(Stored data entries)
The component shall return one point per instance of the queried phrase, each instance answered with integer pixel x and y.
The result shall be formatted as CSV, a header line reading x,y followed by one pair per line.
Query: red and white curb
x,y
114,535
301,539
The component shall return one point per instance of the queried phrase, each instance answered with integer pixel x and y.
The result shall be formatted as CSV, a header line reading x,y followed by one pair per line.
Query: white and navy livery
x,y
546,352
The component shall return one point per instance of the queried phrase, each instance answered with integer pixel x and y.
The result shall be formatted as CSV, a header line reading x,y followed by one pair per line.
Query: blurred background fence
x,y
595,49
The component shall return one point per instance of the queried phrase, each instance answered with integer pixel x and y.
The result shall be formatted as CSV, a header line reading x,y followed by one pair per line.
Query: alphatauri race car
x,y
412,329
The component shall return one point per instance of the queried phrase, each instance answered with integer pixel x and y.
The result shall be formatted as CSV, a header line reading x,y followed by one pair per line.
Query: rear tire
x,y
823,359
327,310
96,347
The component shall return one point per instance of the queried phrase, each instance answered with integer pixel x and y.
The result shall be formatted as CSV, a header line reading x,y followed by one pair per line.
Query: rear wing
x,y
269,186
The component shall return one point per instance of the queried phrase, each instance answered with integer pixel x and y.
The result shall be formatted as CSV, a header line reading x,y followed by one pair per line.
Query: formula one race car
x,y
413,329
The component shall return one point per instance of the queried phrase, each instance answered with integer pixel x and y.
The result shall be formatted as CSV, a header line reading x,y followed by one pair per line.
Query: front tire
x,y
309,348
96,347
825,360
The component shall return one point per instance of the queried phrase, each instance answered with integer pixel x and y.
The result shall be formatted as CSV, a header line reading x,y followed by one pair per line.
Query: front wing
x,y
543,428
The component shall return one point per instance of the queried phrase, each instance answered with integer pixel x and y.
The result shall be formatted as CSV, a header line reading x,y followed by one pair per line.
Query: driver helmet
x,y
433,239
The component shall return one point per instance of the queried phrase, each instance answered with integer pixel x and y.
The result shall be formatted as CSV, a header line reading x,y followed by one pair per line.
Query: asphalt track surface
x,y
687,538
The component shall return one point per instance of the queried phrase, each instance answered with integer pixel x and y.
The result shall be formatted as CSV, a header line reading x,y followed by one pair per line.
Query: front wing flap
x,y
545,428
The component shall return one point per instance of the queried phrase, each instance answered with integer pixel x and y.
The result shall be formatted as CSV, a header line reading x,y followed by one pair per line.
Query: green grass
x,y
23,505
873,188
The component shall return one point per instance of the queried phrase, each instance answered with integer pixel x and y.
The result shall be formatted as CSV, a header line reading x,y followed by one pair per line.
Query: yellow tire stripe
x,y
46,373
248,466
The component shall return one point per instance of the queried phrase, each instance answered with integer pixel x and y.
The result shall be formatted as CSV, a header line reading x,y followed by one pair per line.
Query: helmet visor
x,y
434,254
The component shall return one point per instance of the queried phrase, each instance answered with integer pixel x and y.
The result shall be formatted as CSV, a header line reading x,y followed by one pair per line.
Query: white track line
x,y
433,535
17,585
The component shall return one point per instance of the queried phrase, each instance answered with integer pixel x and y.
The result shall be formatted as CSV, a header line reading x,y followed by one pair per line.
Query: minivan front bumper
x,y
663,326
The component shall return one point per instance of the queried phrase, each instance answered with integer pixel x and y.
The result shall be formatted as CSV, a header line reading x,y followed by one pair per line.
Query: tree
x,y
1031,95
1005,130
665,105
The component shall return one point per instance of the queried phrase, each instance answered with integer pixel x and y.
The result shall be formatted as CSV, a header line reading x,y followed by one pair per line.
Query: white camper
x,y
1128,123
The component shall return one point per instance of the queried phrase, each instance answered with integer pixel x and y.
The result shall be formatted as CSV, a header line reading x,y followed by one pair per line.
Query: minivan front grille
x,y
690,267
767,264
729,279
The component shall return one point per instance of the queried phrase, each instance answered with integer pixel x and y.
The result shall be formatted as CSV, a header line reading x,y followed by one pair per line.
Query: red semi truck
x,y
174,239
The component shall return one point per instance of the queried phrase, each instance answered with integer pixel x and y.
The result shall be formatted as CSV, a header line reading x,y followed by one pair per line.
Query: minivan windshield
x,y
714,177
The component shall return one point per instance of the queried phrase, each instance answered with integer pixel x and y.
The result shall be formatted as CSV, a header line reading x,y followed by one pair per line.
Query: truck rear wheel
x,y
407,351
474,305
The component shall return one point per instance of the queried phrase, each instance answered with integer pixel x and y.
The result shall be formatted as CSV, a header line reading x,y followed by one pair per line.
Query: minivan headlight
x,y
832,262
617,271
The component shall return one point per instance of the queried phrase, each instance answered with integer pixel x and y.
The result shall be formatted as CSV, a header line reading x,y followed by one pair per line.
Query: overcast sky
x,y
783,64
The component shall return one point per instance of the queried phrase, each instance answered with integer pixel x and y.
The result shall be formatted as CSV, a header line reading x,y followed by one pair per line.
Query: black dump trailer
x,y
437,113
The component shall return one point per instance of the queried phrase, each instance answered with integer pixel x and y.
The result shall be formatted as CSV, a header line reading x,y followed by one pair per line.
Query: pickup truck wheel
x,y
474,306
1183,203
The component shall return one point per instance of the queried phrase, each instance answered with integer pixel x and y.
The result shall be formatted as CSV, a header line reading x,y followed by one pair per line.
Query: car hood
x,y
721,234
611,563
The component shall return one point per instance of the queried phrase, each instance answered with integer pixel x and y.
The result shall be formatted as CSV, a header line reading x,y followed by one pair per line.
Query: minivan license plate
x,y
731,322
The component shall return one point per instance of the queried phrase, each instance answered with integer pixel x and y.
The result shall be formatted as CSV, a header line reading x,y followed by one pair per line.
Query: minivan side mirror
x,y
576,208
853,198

Exercise ▸ Transcribe the data in full, keeping every detail.

Solution below ▸
The component shall return one point per instance of the queried phrase, each instance answered with integer pixel x and y.
The result shall be formatted as CSV, a header line reading x,y followed by one pair per line.
Query: red and white curb
x,y
114,535
301,539
The component shall return one point per instance of the queried phrase, each instance answered with integer pixel x and y.
The result shall be formatted as CSV, a header line reading x,y followed by one pair per line.
Query: white and navy livery
x,y
546,352
The component shall return one point per instance of the queried phrase, each instance answered with integer pixel x and y.
The result shall be formatted as CSV, a header line reading x,y followed by one pair per line.
Query: blurred background fence
x,y
595,49
The component shall return one point per instance of the queried phrase, each instance answered with integer pixel x and y.
The result shall be formatted as CSV, a header line reading x,y followed by one pair per line.
Query: alphatauri race car
x,y
412,329
The component shall return one point per instance of the queried phrase, each instance answered with integer pixel x and y.
The result shall be formatted as CSV, a header line reading x,y followed by one pair per line.
Query: rear tire
x,y
823,359
327,310
96,347
The component shall return one point per instance of the queried phrase, each instance answered with integer pixel x and y.
The result shall be formatted as CSV, a header line reading x,y followed by one pair per line.
Query: rear wing
x,y
269,186
The component shall return one point per instance of the queried phrase, each instance answered with integer pixel x and y.
The result shall be formatted as CSV, a header line reading x,y followed by one pair per line.
Query: formula one race car
x,y
413,329
The component shall return one point per instance of the queried phrase, each instance answered with integer pixel x and y.
The result shall be formatted as CSV, a header line reading x,y followed by one pair per line.
Query: front tire
x,y
309,348
96,347
825,360
The component shall return one point per instance of the queried phrase, each instance answered with integer pixel x and y.
The result shall be formatted as CSV, a header line reading x,y followed by one pair per line.
Query: front wing
x,y
543,428
The component shall return one point per instance of the queried phrase, each instance answered with integer pixel x and y.
The result shall be formatted as CSV, a header line reading x,y followed by one pair per line.
Query: driver helmet
x,y
433,239
The component shall return one point per instance of the queried phrase, each instance answered with integer pixel x and y.
The result shall be formatted as CSV, a header line reading x,y followed by one pair per line.
Query: asphalt track surface
x,y
687,538
The component shall return one point per instance of the queried phrase, each instance answered with integer pixel x and y.
The result shall be formatted as CSV, a header line reading x,y followed by one pair per line.
Query: front wing flap
x,y
545,428
The component shall return one point per instance of the queried phrase, each instance answered with integer pixel x and y.
The result shall be formatted as CSV, a header line reading x,y followed by one pair per line.
Query: green grass
x,y
23,505
873,188
The component shall return one point per instance of the queried phrase, each instance answered with integer pixel x and y.
The result shall be formatted as CSV, a header line reading x,y followed by one pair per line.
Query: yellow tire stripe
x,y
46,373
248,466
The component shall return one point per instance of the queried phrase, each instance answered with integer pixel x and y.
The result shall be formatted as CSV, a header line reading x,y followed by one pair per line.
Query: helmet visor
x,y
434,254
The component shall return one point per instance of the queried phrase, each instance answered with integer pixel x and y.
The result shall be formatted as CSV, a header line reading x,y followed by one pair per line.
Query: white track line
x,y
433,535
17,585
The component shall return one point per instance of the queried phrase, each instance answered with integer pixel x and y.
The result shall be formatted as CSV, a header line reading x,y followed by one pair per line.
Query: minivan front bumper
x,y
663,326
The component shall return one point per instance of the queried phrase, each instance answered with integer pixel x and y.
The result shall be formatted as CSV, a header line reading x,y followed by one pair per line.
Query: tree
x,y
1031,95
1005,130
665,105
The component shall return one point per instance of the queried phrase, each instance answered with integer pixel x and y.
The result shall be formatted as CSV, a header line reading x,y followed by one pair per line.
Query: white camper
x,y
1128,123
The component shall return one point per instance of the queried phrase, each instance answered with integer pixel x and y.
The result shall be formatted as CSV, a header line reading x,y followed by one pair per line.
Query: minivan front grille
x,y
690,267
767,264
729,279
The component shall return one point per instance of the queried phrase, each instance answered with integer pixel x and y.
The result shall be formatted as CSV, a header line reading x,y followed by one pair per line.
Query: red semi truck
x,y
174,239
The component shall return one point per instance of the queried phrase, each instance answered with integer pixel x and y.
The result shall be formatted as CSV, a header line reading x,y followed by one pair per line.
Query: minivan windshield
x,y
714,177
The component shall return one point per instance of the queried phrase, each instance answered with integer pixel x and y.
The result shall be formatted as CSV, a header line reading x,y followed by one pair per line.
Query: truck rear wheel
x,y
407,351
474,305
The component shall return one point per instance of the queried phrase, each instance answered with integer pixel x and y.
The result shall be formatted as CSV, a header line reading x,y followed by one pair per line.
Query: minivan headlight
x,y
832,262
617,271
The component shall return one point per instance of the queried phrase, each instance answered with integer pixel x and y.
The result shall be formatted as CSV, a header line reading x,y followed by one pair per line.
Query: overcast sky
x,y
783,64
The component shall return one point per instance of the queried phrase, each instance answered with integer pixel x and y.
The result shall be formatted as CSV, a header line reading x,y followed by one pair per line.
Query: black dump trailer
x,y
437,113
The component shall return one point per instance of the queried phrase, each instance answered with integer pixel x and y.
The result shall be formatted as CSV, a header line reading x,y followed by one pair per line.
Query: pickup truck wheel
x,y
474,306
1183,203
The component shall return one point per instance of the queried phrase, each instance answered with integer pixel x and y.
The result shall be formatted as CSV, a header line reading x,y followed by one pair per line.
Query: car hood
x,y
721,234
611,563
The component shall return one point per instance of the queried phrase, each instance answered with integer pixel x and y.
The result shall be formatted as CSV, a header line reading x,y followed by one pair per line.
Query: minivan license plate
x,y
731,322
The component shall return one point per instance of the queried phrase, each instance answered with integer pixel x and y.
The result shall be formatted as CSV, a header line reading x,y followed by one pair per line.
Query: minivan side mirror
x,y
576,208
853,198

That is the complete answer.